## Task requirements
Can you copy the material below line for line, changing nothing?

## Excerpted data
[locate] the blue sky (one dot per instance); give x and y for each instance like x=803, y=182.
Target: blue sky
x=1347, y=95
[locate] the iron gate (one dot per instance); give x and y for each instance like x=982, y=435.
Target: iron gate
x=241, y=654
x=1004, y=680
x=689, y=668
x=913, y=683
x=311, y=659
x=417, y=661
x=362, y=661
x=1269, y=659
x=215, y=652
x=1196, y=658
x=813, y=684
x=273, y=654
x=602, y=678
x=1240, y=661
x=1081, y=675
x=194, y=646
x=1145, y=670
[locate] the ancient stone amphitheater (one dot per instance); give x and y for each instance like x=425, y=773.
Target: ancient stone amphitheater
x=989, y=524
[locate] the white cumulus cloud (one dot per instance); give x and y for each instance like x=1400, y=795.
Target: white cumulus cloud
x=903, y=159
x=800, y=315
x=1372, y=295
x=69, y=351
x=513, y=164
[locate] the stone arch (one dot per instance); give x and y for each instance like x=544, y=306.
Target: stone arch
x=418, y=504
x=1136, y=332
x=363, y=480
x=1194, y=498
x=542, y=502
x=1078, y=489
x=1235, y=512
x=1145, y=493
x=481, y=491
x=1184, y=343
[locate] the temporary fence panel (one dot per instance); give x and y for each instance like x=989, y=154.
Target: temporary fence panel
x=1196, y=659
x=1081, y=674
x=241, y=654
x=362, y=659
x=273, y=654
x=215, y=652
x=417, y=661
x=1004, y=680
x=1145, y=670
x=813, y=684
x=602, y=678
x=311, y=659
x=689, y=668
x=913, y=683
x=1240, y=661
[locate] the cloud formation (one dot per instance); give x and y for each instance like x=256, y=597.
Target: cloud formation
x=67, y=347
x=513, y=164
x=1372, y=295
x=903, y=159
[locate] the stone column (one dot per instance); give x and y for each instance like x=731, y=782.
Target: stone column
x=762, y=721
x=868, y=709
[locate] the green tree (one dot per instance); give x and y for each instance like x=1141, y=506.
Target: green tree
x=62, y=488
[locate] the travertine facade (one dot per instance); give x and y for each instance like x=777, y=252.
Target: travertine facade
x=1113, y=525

## Reply
[locate] the blue sky (one dot per instance); give x and y for each instance like x=803, y=182.
Target: blue sky
x=1347, y=95
[locate] the iron gate (one dot per instance); give x and y for each instance like x=982, y=435.
Target: iron gate
x=241, y=654
x=1004, y=680
x=689, y=668
x=913, y=683
x=311, y=659
x=417, y=661
x=362, y=661
x=1269, y=659
x=215, y=652
x=1196, y=658
x=813, y=684
x=273, y=654
x=602, y=678
x=1240, y=661
x=1081, y=675
x=194, y=646
x=1145, y=670
[locate] the ancient stone amphitheater (one dot per instance); give x and y for each instance like x=425, y=773.
Target: ancient stone amphitheater
x=989, y=524
[locate] the white cumulus cloud (one dot per instance); give x and y for each instance like x=1400, y=795.
Target: white cumulus cloud
x=903, y=159
x=800, y=315
x=1372, y=295
x=69, y=351
x=513, y=164
[locate] the stone arch (one dot per instance); give x and y for each instance like x=544, y=306.
Target: stone arch
x=418, y=504
x=1136, y=332
x=363, y=480
x=1194, y=498
x=542, y=502
x=1078, y=489
x=1235, y=512
x=1145, y=493
x=481, y=491
x=1184, y=343
[locate] the temporary fence panel (one dot per instance); give x and y for each instance like x=989, y=154.
Target: temporary fence panel
x=1196, y=659
x=1081, y=674
x=241, y=654
x=362, y=659
x=273, y=654
x=215, y=652
x=417, y=661
x=1004, y=680
x=1145, y=670
x=813, y=684
x=602, y=678
x=311, y=659
x=689, y=668
x=913, y=683
x=1240, y=661
[locate] the cloud formation (one dot per instance); give x and y for each instance like x=256, y=597.
Target: cloud formation
x=67, y=347
x=513, y=164
x=1372, y=295
x=903, y=159
[locate] the stone column (one dot per instance); give x and y for each instance like x=731, y=782.
Target: stone column
x=762, y=721
x=868, y=709
[locate] the green tree (one dot per instance); give x and y for each instance like x=1141, y=506.
Target: green tree
x=62, y=488
[locate] the travertine facade (one dot per instance); give x and y for each instance like x=777, y=252.
Target: travertine facade
x=1113, y=525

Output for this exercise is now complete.